### What you will do
Decide whether each statement below agrees with the text on α-La and glycyrrhizic acid. Answer yes or no for each, and quote the exact words of the text that settle it.
(a) At a 1:500 molar concentration ratio and pH 2.5, the dosage of GA is relatively low.
(b) The results for the 1:500 ratio are drawn from Embodiment 12.
(c) At a 1:500 ratio and pH 2.5, the foam stability is described as poor.

### Source document

= = = =

In some embodiments, the molar concentration ratio of α-La to GA is 1 : 500. It can be seen from Embodiment 10 that when the molar concentration ratio of α-La to GA is 1 : 500 and the pH value is adjusted to 2.5, the dosage of GA is relatively low, the surface hydrophobicity of α-La as well as the viscosity is rather high, the aggregation degree of the compound is relatively high and the foaming ability and foam stability are rather good; such a good performance in terms of surface hydrophobicity, sample aggregation and apparent viscosity can also be seen in other experiments where the molar concentration ratio of α-La to glycyrrhizic acid is 1:500. In some embodiments, the molar concentration ratio of α-La to GA is 1 : 750. It can be seen from Embodiment 10 that when the pH value is adjusted to 2.5, the GA added is required to be in a rather high dosage, and the α-La has rather surface hydrophobicity as well viscosity, the aggregation degree of the compound relatively high and the foaming ability and foam stability are rather good.

= = = =

### Data
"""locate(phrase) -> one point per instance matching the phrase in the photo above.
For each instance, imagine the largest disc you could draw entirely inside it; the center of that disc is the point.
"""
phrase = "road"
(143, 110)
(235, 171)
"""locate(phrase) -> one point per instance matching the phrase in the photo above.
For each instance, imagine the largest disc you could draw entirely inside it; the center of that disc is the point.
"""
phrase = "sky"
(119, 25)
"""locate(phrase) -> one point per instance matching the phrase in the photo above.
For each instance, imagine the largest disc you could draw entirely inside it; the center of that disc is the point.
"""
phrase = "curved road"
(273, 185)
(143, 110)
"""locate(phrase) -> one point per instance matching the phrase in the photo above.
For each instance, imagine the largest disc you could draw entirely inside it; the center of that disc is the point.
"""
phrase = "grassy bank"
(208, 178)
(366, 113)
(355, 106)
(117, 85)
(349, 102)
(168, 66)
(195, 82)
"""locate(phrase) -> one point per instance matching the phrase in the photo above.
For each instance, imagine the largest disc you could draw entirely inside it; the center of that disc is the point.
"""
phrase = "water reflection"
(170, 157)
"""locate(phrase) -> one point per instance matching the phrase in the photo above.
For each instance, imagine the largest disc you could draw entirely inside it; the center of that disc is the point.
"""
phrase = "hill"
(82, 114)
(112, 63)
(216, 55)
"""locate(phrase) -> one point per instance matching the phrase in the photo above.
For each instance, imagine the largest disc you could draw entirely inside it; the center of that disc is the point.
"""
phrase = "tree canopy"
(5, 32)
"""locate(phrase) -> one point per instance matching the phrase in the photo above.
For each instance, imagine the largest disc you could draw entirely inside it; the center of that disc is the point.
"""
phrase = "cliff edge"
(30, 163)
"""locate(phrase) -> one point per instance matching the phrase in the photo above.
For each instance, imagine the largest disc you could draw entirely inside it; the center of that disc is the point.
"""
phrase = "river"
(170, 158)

= = = =

### Complete output
(a) Yes: "the dosage of GA is relatively low"
(b) No: "It can be seen from Embodiment 10 that when the molar concentration ratio of α-La to GA is 1 : 500"
(c) No: "the aggregation degree of the compound is relatively high and the foaming ability and foam stability are rather good"